##### Passage given #####
Big O Analysis and Hybrid Data Structures

One of the key techniques to optimizing JAVA code is Big O analysis. Most of us were probably taught this back in University in an undergraduate course, perhaps in a Data Structures or Algorithms course.

https://www.geeksforgeeks.org/analysis-algorithms-big-o-analysis/

In actual real-world practice, most algorithms are self-evident. The big takeaway was “watch your loops” and the ability to shop the JAVA Collections to be able to use the right one. Need fast insert? ArrayList. Need fast lookup? HashMap or HashSet. For example, the PriorityQueue supports a logarithmic insertion and constant time for getting the best value.

https://docs.oracle.com/javase/7/docs/api/java/util/PriorityQueue.html

Implementation note: This implementation provides O(log(n)) time for the enqueuing and dequeuing methods (offer, poll, remove() and add); linear time for the remove(Object) and contains(Object) methods; and constant time for the retrieval methods (peek, element, and size).

So most of us over the years stopped looking into Big O seriously. You pick the best JAVA Collections class to suit your needs, consider that selection to be optimal, finish your development, and move on to testing.

But sometimes this fails us. Sometimes we end up with unacceptable run times. You go through a code profile or use the PSR logs, and you find that everything within the process operates as expected. You have no long-running queries, no FULL GCs, no database contention, no missing indexes. Recalculating stats on Oracle doesn’t help. Your algorithm just takes a LONG TIME.

In the case of MEIO, we literally had a single thread that took over 48 hours to complete!

So what do you do in these cases? Simple. Dig into your Big O analysis. 😊

Big O arithmetic…

Before I jump in, let’s go over the basics of big O arithmetic.

  • A simple function like writing a log statement is constant time O(c)...very fast.

  • A function that loops over all input data is linear O(n)...pretty good.

  • A function that searches a binary tree for an item is logarithmic O(long)...better than linear.

  • A function that loops over all input and must search binary tree each step is superlinear O(n long).

  • A function that loops over all input and then loops over all input each step is quadradic O(nc).
##### Excerpted data #####
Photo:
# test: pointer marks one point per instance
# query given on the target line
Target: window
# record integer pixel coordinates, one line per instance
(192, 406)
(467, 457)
#####
● Stated exercise 1
According to the Big O analysis post, how long did the single MEIO thread take to complete?
● Stated exercise 2
Convert the records in Block 1 into a Markdown table with the columns Row and Record line, one row per line, leaving out blank lines.

● Reply 1
Over 48 hours.

● Reply 2
| Row | Record line |
|---|---|
| 1 | Photo: |
| 2 | # test: pointer marks one point per instance |
| 3 | # query given on the target line |
| 4 | Target: window |
| 5 | # record integer pixel coordinates, one line per instance |
| 6 | (192, 406) |
| 7 | (467, 457) |